» **Provided passage**
------------------------------

Nazi into nationalism?
Nationalism and its varied aspects featured at the Canadian International Documentary Festival held recently in Toronto. Anand Patwardhan's "War and Peace" was received with warmth by the audience, says CHANDRA SIDDAN.
A still from "War and Peace".
IF one were to list the top themes for the 2002 Hotdocs the Canadian International documentary festival now in its ninth year having grown to a phenomenal 10-day event with over 100 films from 24 countries shown in two theatres in downtown Toronto, nationalism and its implications would figure strongly.
Other issues were celebrations of sexual difference, portraits of idiosyncratic individuals besides corporate/ environmental horror stories.
The long lines and full houses testified to the coming of age of the documentary genre as did the Frederick Wiseman retrospective, spotlight on Germany and discussions such as the Innovator series where the Indian documentary film-maker, Anand Patwardhan, was included. His "War and Peace" was in good company among all the films that questioned the validity of nationalism, this archaic sentiment that still wreaks havoc pretty much all over the world starting with the post 9-11 USA.
The relationship of patriarchal discourse to nationalism continues to be explored for the insights it offers. Karin Jurschick's "It Should Have Been Nice After That" presents a personal portrait of the film-maker's parents' unhappy marriage that ended with the suicide of the mother. But the film-maker's on-camera interrogations of her 91-year-old former Nazi father turns out to be a psychological study of fascism/nationalism and an indictment of a whole generation that based itself on the opposition of efficient impersonal masculinity and sensitive ineffectual femininity.
Patwardhan's own earlier film "Father, Son and Holy War" has pointed out the same hyper masculinity of the BJP rightwing Hindu rhetoric. The holy war was seen as a result of the crisis of male identity.

------------------------------

» **Information provided**
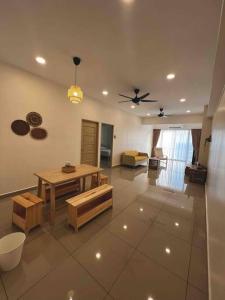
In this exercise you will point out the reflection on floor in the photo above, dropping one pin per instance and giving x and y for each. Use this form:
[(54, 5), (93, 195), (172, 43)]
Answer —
[(170, 175), (152, 245)]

------------------------------

» **Tasks**
- 1) According to the festival article, how many films were screened at the 2002 Hotdocs?
- 2) Extend the article on the Toronto documentary festival by picking up right after its final sentence.
The data after the article stands apart from it.

» **Written responses**
- 1) Over 100 films from 24 countries.

- 2)
Other films at Hotdocs on the subject included "Marlene Dietrich, Her Own Song" by David Riva, her grandson, which celebrates the passionate life of an anti-fascist star. "The Settlers" by Ruth Walk, documents Jewish home life protected by massive military presence in Hebron and questions Israeli presence in Palestine while "Wedding in Ramallah" and "The Inner Tour" presents Palestinian life in the shadow of Israeli nationalism.
A sure sign that we were in a pocket of privileged post-nationalist feeling was the warmth with which Anand Patwardhan's "War and Peace" was received by the audience. The only entry from India, (which is an indication of the status of the documentary genre in the biggest producer of the world's fiction films), the three-hour film addressed the prime question of the moment which has been shaping itself threateningly into a mushroom cloud over South Asia.
What has led to this monstrous predicament when the lessons against nationalism should have been learnt long ago, as far back as the Hiroshima and Nagasaki nuclear holocaust?
Anand Patwardhan... in good company.
Patwardhan's tale is epic in its scale through its rich collage of small voices from four different countries India, Pakistan, U.S. and Japan. Despite fears to the contrary, the film turned out to be a massive feel-good and a hope-inducing document, due to the space given to voices for demilitarisation and grassroots peace process.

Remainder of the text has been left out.